### Work to be completed:
Each entry listed below should be reproduced word for word.

### Data for this exercise:

* * * *

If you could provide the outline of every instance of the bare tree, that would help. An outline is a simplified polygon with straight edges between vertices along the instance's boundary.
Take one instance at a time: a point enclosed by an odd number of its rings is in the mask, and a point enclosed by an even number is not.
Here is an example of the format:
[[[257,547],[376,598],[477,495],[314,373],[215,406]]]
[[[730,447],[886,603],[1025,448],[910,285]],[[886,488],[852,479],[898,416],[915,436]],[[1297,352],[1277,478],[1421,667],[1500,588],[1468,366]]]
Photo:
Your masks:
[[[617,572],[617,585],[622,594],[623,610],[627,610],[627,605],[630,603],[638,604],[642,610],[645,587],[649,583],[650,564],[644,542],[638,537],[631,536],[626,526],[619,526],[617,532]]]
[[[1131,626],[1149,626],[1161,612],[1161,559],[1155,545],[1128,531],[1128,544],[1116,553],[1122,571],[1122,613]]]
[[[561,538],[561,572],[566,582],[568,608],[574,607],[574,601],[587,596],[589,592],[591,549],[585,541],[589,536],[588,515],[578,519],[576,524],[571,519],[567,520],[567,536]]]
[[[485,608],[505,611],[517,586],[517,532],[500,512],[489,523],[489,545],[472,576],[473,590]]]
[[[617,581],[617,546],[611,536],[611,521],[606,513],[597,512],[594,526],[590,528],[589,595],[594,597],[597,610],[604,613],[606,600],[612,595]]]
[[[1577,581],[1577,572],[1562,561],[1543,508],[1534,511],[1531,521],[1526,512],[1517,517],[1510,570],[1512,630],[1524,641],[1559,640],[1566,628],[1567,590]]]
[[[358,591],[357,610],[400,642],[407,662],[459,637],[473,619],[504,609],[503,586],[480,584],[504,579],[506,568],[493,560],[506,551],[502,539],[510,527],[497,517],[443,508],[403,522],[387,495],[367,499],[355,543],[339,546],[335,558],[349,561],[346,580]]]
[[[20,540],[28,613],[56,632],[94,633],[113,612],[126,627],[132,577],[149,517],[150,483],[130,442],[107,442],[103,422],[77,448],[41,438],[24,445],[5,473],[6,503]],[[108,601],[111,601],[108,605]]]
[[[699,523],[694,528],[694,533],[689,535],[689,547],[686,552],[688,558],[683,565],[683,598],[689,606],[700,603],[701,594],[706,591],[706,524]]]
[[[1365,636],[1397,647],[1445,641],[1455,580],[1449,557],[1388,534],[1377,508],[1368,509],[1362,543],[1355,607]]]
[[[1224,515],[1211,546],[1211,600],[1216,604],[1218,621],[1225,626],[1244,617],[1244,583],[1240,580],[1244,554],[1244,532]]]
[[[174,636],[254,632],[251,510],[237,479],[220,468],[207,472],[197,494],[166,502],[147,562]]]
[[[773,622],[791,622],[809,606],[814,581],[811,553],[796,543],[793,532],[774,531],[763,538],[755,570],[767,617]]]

* * * *

### The completed task:
If you could provide the outline of every instance of the bare tree, that would help. An outline is a simplified polygon with straight edges between vertices along the instance's boundary.
Take one instance at a time: a point enclosed by an odd number of its rings is in the mask, and a point enclosed by an even number is not.
Here is an example of the format:
[[[257,547],[376,598],[477,495],[314,373],[215,406]]]
[[[730,447],[886,603],[1025,448],[910,285]],[[886,488],[852,479],[898,416],[915,436]],[[1297,352],[1277,478],[1421,667],[1500,588],[1468,366]]]
Photo:
Your masks:
[[[617,572],[617,585],[622,594],[623,610],[627,610],[627,605],[630,603],[638,604],[642,610],[645,587],[649,583],[650,564],[644,542],[638,537],[631,536],[626,526],[619,526],[617,532]]]
[[[1131,626],[1149,626],[1161,612],[1161,559],[1155,545],[1128,531],[1128,544],[1116,553],[1122,571],[1122,613]]]
[[[561,538],[561,572],[566,582],[568,608],[574,607],[574,601],[587,596],[589,592],[591,549],[585,541],[589,536],[588,515],[578,519],[576,524],[571,519],[567,520],[567,536]]]
[[[485,608],[505,611],[517,586],[517,532],[500,512],[489,523],[489,545],[472,576],[473,590]]]
[[[617,581],[617,546],[611,536],[611,521],[606,513],[597,512],[594,526],[590,528],[589,595],[594,597],[597,610],[604,613],[606,600],[612,595]]]
[[[1577,581],[1577,572],[1562,561],[1543,508],[1534,511],[1531,521],[1526,512],[1517,517],[1510,570],[1512,630],[1524,641],[1559,640],[1566,628],[1567,590]]]
[[[358,591],[357,610],[400,642],[407,662],[459,637],[473,619],[504,609],[503,586],[480,584],[504,579],[506,568],[493,560],[506,551],[502,539],[510,527],[497,517],[443,508],[403,522],[387,495],[367,499],[355,543],[339,546],[335,558],[349,561],[346,580]]]
[[[20,540],[28,613],[56,632],[94,633],[113,612],[126,627],[132,577],[149,517],[150,483],[130,442],[107,442],[103,422],[77,448],[41,438],[24,445],[5,473],[6,503]],[[108,601],[111,601],[108,605]]]
[[[699,523],[694,528],[694,533],[689,535],[689,547],[686,552],[688,558],[683,565],[683,598],[689,606],[700,603],[701,594],[706,591],[706,524]]]
[[[1365,636],[1397,647],[1445,641],[1455,580],[1449,557],[1388,534],[1377,508],[1368,509],[1362,543],[1355,607]]]
[[[1224,515],[1211,546],[1211,600],[1216,604],[1218,621],[1225,626],[1244,617],[1244,583],[1240,580],[1244,554],[1244,532]]]
[[[174,636],[254,632],[251,510],[237,479],[220,468],[207,472],[197,494],[166,502],[147,562]]]
[[[773,622],[791,622],[809,606],[814,581],[811,553],[796,543],[793,532],[774,531],[763,538],[755,570],[767,617]]]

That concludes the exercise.